> _Set problem 1_
Reproduce the stretch of the essay about Aunt Jo from "From my favorite" through "scream at us.", switching "linoleum" to "tile".
> _Set problem 2_
Answer these from the essay about Aunt Jo:
(a) How old was the narrator when the family lived with the grandparents and Aunt Jo?
(b) Who strung the clothesline above Aunt Jo's bed and chair?
(c) What color were Aunt Jo's Mary Janes?
> _Set problem 3_
Write the next part of the essay about Aunt Jo, picking up after its final sentence.

Am I Turning Into Her?


The blue veins on the back of her hands looked like rubber bands that lay in the junk drawer. I could count her thin, corkscrews of hair one-by-one, if she'd let me. But Aunt Jo never let anyone touch her, least of all, us kids.


She haunts my mind, my great aunt and her obsessions.


Her tissue thin brow laced with worry. Always worry. Her jutting lower jaw in constant motion. A mutter of Hail Marys under her breath. Her huge ears like Ed Sullivan's mouse friend, Topo Gigio.


When I was five, we lived with my grandparents and Aunt Jo. My grandma—a mother in times when my own wasn't there—lay in a fetal position most of the time, a massive stroke the barrier between us.


From my favorite perch on the stairs, I spied the shoed feet that went from room to room, my mother's mostly. She wore a path from my grandparents' bedroom to the bathroom, brushing past my little form on the stairs. Up she'd come again with a tray to feed my grandma.

Aunt Jo's too-big, black Mary Janes were the only other shoes that shuffled along the worn linoleum with regularity.


In the bathroom, she would chant a prayer over running water. She'd scurry back to her small room and hang things on the clothesline my grandpa had strung for her above her bed and chair. Paper money, handkerchiefs, rosaries, everything that touched her hands was scrubbed. Her dresses and slips, cardigans and coats dulled and wore thin with too many trips through the mangle and tub washing. We kids entertained ourselves by moving her things and causing her to scream at us.

[Extracted listing]
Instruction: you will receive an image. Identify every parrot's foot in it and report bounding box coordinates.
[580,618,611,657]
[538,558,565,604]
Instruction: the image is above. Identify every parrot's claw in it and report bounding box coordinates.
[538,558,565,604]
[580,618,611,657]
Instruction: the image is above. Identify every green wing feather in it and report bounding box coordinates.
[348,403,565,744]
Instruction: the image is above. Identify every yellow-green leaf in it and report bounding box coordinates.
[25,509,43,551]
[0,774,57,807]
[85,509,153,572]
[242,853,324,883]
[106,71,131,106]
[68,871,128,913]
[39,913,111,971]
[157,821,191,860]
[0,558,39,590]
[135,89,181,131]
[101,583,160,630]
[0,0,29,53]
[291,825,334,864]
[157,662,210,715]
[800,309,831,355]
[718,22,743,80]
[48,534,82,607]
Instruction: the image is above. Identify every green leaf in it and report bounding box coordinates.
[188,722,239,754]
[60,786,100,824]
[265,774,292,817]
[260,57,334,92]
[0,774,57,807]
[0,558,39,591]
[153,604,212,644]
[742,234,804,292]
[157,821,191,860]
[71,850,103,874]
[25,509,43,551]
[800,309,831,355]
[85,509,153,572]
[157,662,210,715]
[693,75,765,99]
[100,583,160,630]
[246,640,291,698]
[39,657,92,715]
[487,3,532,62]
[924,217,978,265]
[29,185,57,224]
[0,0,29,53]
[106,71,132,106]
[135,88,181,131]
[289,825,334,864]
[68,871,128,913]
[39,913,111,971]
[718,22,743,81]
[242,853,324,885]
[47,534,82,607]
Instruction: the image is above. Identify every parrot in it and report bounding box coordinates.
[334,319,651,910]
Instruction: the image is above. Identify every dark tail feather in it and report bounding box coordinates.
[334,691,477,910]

> _Reply 1_
From my favorite perch on the stairs, I spied the shoed feet that went from room to room, my mother's mostly. She wore a path from my grandparents' bedroom to the bathroom, brushing past my little form on the stairs. Up she'd come again with a tray to feed my grandma.

Aunt Jo's too-big, black Mary Janes were the only other shoes that shuffled along the worn tile with regularity.


In the bathroom, she would chant a prayer over running water. She'd scurry back to her small room and hang things on the clothesline my grandpa had strung for her above her bed and chair. Paper money, handkerchiefs, rosaries, everything that touched her hands was scrubbed. Her dresses and slips, cardigans and coats dulled and wore thin with too many trips through the mangle and tub washing. We kids entertained ourselves by moving her things and causing her to scream at us.

> _Reply 2_
(a) Five.
(b) The narrator's grandpa.
(c) Black.

> _Reply 3_
Even though she used them in large quantities, Aunt Jo didn’t smell of bleach, or Ivory soap or even lye. Instead a cloud of dime store talc followed her. White powder dusted and caked on her clothes, stockings, and the black Mary Janes. There were splotches on her shoes, likely from the water that dripped from her hands after she washed her things.


At night, her stockings bunched at her ankles, her legs glistening with guajac oil. My mom said it was an ointment from Germany. I thought the foul smell could chase away demons.


Aunt Jo didn’t drink tea because someone told her that the Chinese crushed the leaves in their bare feet, climbing into large vats to do so. She carried a handkerchief to the table to wipe the silverware, not trusting that it was clean. She never left the house without gloves on, and I never gave it another thought because every woman wore gloves back then.


Photographs my grandpa took populate my home. My mother and her siblings were all born by 1920. I'm reminded of what they survived: Influenza of 1918, two world wars, the great depression, Korea.


“Eighty-three and she died a virgin,” my mother would say. And, often called Aunt Jo just plain “not right.” But she outlived all of her siblings.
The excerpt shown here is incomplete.